**Activity:** Translate this sentence from the passage on surgery in 3-manifolds into French: "The reason this is not discussed in many knot theory references is that this is more of a 3.5-dimensional issue (that is, in between dimension 3 and dimension 4) than a knot-theoretical one."

Two places in which this is discussed are Gompf and Stipsicz's book 4-manifolds and Kirby calculus (Sections 5.2 and 5.3) and Ozbagci and Stipsicz's Surgery on contact 3-manifolds and Stein surfaces (Chapter 2). The reason this is not discussed in many knot theory references is that this is more of a 3.5-dimensional issue (that is, in between dimension 3 and dimension 4) than a knot-theoretical one.
Yes, this makes sense in arbitrary 3-manifolds, since the fact that $q=1$ is independent of your choice of longitude. The meridian is always well-defined, and any two longitudes differ by a multiple of the meridian, so having an expression of the form $p\mu + \lambda$ is independent of which $\lambda$ you choose. (The $p$ will vary, of course.) A different, arguably "better" perspective is that this corresponds to attaching a 4-dimensional 2-handle to $M \times I$ along $K$, which is what the two references I gave you are mostly about.

[Text-to-region grounding data]
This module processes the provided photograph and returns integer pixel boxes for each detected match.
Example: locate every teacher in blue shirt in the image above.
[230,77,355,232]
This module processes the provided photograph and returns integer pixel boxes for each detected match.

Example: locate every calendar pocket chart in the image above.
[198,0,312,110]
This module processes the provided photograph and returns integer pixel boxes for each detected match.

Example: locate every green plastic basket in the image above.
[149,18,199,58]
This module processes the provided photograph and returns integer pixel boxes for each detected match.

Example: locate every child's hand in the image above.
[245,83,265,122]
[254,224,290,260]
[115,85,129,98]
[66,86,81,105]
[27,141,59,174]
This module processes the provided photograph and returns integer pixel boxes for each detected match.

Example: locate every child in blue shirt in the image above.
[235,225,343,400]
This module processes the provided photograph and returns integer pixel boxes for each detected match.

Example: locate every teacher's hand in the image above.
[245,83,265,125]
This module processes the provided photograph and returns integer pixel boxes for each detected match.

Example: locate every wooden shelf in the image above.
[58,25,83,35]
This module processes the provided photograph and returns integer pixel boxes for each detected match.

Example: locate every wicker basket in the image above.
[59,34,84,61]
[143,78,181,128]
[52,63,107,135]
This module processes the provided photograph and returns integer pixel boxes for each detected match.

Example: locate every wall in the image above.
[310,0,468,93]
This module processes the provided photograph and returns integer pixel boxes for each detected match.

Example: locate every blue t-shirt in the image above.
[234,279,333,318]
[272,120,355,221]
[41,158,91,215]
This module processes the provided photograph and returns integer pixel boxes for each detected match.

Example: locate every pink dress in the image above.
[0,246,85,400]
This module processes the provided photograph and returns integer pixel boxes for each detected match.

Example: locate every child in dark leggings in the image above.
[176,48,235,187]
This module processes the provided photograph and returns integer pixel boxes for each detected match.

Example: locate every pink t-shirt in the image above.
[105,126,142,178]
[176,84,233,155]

**Reply to the exercise:** La raison pour laquelle ce sujet n'est pas abordé dans de nombreux ouvrages de référence en théorie des nœuds est qu'il s'agit davantage d'une question de dimension 3,5 (c'est-à-dire située entre la dimension 3 et la dimension 4) que d'une question de théorie des nœuds.